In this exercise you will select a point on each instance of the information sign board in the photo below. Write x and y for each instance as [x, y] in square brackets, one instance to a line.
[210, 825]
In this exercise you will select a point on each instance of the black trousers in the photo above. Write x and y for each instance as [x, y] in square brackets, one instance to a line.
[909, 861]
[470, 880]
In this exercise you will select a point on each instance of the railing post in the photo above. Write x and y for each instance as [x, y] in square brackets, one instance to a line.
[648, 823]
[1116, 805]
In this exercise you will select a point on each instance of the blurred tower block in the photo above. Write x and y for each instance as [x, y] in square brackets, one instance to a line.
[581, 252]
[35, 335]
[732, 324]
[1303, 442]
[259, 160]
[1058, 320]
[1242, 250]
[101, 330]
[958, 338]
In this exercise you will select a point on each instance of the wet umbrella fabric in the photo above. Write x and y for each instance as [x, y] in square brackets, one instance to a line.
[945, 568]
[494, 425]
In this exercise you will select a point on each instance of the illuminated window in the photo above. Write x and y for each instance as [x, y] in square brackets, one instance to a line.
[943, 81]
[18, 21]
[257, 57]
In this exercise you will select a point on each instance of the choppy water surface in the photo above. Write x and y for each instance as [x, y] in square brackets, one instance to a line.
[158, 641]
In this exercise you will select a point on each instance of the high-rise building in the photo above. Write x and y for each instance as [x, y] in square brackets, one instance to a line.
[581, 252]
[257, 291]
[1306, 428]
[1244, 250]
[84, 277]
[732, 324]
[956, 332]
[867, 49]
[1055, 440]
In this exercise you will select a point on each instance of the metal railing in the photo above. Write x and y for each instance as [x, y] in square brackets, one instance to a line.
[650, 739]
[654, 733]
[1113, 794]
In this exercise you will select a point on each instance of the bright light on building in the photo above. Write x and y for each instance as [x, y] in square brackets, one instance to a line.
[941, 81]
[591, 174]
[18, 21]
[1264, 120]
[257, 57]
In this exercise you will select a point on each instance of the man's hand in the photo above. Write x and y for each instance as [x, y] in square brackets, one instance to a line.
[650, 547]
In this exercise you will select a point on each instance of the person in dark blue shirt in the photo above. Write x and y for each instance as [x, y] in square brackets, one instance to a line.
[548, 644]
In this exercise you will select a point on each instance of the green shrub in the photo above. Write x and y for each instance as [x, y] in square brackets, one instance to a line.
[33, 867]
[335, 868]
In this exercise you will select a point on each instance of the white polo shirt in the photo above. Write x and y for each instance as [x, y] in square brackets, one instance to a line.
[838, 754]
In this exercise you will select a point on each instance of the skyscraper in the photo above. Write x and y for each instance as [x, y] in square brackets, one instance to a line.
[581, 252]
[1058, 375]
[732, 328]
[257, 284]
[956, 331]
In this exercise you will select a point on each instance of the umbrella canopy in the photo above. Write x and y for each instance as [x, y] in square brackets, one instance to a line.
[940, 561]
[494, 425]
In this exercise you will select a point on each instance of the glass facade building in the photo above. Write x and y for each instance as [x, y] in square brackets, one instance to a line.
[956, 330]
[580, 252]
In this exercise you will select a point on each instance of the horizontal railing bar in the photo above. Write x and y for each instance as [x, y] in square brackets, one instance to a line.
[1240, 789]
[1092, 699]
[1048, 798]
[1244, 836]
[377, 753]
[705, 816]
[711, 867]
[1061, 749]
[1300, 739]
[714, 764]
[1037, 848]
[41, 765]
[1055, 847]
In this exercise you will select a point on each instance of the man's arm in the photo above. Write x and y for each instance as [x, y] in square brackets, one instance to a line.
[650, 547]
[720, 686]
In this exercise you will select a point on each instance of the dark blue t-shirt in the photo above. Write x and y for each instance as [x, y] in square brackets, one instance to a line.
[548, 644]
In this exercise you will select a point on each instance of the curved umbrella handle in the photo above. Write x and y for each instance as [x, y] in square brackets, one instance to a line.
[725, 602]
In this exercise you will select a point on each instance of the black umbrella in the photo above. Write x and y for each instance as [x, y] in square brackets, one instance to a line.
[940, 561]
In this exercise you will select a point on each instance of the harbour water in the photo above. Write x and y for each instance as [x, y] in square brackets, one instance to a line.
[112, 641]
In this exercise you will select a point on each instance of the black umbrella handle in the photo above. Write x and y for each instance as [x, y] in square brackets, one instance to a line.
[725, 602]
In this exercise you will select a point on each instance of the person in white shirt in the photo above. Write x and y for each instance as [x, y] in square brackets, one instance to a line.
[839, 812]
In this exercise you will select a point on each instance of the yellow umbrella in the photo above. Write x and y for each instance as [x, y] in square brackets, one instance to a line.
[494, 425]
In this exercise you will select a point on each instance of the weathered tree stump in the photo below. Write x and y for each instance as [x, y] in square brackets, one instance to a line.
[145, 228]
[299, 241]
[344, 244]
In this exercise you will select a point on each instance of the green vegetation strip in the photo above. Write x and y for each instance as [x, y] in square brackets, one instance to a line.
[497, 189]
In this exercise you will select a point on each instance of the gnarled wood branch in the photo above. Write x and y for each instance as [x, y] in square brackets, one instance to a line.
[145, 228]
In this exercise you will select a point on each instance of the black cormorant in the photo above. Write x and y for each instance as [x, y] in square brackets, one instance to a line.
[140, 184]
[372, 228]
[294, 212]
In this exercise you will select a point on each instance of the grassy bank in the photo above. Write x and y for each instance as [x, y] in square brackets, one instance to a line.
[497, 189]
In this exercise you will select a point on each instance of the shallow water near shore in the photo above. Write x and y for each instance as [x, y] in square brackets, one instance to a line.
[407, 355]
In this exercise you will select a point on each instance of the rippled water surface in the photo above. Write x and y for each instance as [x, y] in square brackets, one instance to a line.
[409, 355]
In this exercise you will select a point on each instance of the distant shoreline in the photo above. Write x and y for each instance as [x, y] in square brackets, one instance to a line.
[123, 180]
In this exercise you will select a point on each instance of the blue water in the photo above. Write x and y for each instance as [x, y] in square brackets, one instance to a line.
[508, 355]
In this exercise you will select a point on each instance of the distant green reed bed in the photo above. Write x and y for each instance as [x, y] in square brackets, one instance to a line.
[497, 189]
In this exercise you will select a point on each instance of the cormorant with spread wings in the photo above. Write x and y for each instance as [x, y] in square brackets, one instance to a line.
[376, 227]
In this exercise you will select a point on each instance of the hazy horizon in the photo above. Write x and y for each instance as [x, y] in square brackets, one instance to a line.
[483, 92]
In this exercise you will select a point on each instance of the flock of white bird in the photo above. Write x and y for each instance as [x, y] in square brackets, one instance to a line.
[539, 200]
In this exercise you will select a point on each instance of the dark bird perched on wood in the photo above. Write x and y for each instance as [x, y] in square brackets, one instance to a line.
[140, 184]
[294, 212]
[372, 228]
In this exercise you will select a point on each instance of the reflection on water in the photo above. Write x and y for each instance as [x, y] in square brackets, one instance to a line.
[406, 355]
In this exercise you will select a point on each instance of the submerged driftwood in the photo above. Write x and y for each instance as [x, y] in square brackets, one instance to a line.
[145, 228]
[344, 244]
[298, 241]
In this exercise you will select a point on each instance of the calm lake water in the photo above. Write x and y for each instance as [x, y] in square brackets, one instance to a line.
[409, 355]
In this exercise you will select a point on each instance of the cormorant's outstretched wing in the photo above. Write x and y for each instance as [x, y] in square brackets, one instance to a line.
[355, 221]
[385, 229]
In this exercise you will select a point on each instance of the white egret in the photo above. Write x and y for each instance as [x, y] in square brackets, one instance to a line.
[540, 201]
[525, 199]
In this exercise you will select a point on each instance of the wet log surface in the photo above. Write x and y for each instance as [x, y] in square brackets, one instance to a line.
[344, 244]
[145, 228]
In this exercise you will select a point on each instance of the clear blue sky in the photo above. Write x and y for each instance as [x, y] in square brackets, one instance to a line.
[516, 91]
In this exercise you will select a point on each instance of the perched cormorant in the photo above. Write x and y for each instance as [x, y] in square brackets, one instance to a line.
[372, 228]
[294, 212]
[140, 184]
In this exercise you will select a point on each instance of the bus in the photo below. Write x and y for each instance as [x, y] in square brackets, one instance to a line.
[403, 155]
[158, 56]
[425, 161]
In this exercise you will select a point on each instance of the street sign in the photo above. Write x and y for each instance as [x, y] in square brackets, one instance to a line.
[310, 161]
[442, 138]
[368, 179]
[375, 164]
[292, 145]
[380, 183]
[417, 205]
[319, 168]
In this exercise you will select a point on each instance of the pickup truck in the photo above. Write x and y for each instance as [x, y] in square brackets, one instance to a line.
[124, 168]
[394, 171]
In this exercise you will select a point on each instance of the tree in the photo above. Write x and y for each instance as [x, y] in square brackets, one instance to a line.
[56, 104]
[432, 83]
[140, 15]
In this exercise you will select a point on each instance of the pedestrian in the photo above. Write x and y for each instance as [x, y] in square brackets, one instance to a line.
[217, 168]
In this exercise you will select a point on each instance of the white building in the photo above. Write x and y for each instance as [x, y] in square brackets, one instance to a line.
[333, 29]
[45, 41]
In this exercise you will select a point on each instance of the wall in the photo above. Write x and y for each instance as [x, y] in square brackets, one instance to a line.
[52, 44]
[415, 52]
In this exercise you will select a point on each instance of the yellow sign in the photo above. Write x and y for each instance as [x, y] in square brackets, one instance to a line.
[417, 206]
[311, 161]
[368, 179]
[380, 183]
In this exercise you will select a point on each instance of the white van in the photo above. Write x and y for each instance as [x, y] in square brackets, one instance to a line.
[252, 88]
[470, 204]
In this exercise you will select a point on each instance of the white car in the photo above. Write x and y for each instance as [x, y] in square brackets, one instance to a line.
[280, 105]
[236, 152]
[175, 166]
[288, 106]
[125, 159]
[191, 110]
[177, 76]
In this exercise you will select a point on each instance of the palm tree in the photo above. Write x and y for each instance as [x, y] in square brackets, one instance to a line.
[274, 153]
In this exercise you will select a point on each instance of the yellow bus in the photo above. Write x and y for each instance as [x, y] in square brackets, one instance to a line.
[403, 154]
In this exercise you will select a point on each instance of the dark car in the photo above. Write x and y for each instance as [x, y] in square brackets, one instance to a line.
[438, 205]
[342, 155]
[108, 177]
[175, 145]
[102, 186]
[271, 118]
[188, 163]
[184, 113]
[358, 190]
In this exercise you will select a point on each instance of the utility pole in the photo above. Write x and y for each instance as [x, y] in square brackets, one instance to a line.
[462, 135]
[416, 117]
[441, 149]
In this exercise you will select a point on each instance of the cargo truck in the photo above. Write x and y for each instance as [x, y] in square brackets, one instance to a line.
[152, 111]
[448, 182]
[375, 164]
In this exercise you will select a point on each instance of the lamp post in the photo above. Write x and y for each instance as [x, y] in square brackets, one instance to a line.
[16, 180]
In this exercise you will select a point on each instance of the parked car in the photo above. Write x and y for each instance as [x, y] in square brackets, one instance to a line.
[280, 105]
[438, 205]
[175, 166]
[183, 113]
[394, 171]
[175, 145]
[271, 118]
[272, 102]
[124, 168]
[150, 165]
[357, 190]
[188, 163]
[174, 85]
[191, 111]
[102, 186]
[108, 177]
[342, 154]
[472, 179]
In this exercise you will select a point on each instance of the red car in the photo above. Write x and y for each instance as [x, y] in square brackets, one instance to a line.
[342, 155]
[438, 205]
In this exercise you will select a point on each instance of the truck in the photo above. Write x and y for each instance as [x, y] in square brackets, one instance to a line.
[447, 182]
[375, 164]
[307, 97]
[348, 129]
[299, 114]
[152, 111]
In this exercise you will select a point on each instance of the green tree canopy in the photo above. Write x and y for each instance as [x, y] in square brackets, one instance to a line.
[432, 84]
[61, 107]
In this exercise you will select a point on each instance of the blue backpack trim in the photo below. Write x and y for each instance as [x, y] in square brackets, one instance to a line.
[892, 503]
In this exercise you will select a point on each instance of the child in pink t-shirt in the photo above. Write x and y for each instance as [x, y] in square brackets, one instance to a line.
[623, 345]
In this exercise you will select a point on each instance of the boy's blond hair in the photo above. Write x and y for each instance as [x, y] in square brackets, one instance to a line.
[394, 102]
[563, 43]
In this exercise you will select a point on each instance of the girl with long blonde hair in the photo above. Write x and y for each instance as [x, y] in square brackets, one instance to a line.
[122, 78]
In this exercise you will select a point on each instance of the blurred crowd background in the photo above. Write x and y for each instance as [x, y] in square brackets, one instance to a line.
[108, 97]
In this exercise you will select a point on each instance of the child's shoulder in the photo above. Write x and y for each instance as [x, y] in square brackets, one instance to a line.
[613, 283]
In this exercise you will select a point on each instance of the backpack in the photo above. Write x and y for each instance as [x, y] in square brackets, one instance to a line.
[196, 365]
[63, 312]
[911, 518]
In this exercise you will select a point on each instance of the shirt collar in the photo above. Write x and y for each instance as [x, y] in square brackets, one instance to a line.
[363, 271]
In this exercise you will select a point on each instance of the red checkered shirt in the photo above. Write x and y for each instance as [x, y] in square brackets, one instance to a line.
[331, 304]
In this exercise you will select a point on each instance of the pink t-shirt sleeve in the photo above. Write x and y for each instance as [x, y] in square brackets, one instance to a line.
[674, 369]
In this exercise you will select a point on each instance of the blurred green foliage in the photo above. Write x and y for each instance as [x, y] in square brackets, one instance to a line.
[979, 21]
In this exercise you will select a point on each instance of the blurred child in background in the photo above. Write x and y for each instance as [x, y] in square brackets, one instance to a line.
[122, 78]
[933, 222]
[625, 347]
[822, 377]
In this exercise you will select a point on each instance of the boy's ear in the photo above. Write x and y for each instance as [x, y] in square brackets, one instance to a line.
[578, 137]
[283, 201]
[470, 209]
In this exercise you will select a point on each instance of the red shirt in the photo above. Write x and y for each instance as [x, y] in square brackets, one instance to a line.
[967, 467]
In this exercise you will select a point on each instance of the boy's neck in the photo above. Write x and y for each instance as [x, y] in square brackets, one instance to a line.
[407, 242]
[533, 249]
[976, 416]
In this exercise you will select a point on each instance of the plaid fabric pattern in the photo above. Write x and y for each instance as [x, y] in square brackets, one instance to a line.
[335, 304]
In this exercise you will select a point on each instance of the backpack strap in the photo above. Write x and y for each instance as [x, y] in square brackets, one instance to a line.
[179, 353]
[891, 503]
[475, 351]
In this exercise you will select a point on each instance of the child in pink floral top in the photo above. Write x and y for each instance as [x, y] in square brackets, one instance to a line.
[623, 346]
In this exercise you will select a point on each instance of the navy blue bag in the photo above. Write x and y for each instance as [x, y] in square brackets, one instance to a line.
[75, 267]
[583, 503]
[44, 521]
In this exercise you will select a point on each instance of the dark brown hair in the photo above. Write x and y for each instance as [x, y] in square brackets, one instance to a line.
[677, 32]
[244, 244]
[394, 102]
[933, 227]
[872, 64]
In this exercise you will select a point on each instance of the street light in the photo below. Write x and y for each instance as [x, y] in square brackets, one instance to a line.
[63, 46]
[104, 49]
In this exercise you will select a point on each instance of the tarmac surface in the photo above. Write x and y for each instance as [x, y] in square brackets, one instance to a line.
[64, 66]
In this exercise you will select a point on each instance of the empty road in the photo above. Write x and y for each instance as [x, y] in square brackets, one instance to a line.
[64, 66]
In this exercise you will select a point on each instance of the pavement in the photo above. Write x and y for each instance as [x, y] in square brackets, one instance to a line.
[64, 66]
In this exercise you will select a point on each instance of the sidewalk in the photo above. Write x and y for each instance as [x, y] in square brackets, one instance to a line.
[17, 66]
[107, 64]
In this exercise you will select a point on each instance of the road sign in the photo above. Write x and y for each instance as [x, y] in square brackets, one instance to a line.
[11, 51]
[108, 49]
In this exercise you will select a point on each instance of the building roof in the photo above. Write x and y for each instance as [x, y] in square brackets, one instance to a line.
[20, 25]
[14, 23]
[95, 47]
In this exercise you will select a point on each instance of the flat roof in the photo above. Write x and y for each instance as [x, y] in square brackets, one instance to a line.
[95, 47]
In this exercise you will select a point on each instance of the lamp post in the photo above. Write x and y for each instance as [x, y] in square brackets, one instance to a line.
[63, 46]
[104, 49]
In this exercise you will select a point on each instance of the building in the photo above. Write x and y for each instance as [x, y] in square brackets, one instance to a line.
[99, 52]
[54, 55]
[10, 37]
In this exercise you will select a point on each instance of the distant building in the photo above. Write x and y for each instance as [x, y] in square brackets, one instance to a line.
_____
### Written problem
Copy exactly, word for word, the line with "of the sidewalk" through the final line of the listing.

### Answer to the task
In this exercise you will select a point on each instance of the sidewalk in the photo above. Write x and y for each instance as [x, y] in square brackets, one instance to a line.
[17, 66]
[107, 64]
In this exercise you will select a point on each instance of the road sign in the photo above. Write x and y for each instance as [x, y] in square brackets, one instance to a line.
[11, 51]
[108, 49]
In this exercise you will select a point on each instance of the building roof in the photo above. Write x and y for each instance as [x, y] in square brackets, one instance to a line.
[20, 25]
[14, 23]
[95, 47]
In this exercise you will select a point on each instance of the flat roof in the photo above. Write x and y for each instance as [x, y] in square brackets, one instance to a line.
[95, 47]
In this exercise you will select a point on each instance of the lamp post in the photo above. Write x and y for each instance as [x, y] in square brackets, one instance to a line.
[63, 46]
[104, 49]
In this exercise you will select a point on each instance of the building in the photo above. Write x and y for each instance as [x, y] in square brackets, one instance to a line.
[99, 52]
[54, 55]
[10, 37]
In this exercise you will select a point on each instance of the distant building in the photo above. Write x and y for each instance as [x, y] in square brackets, one instance to a line.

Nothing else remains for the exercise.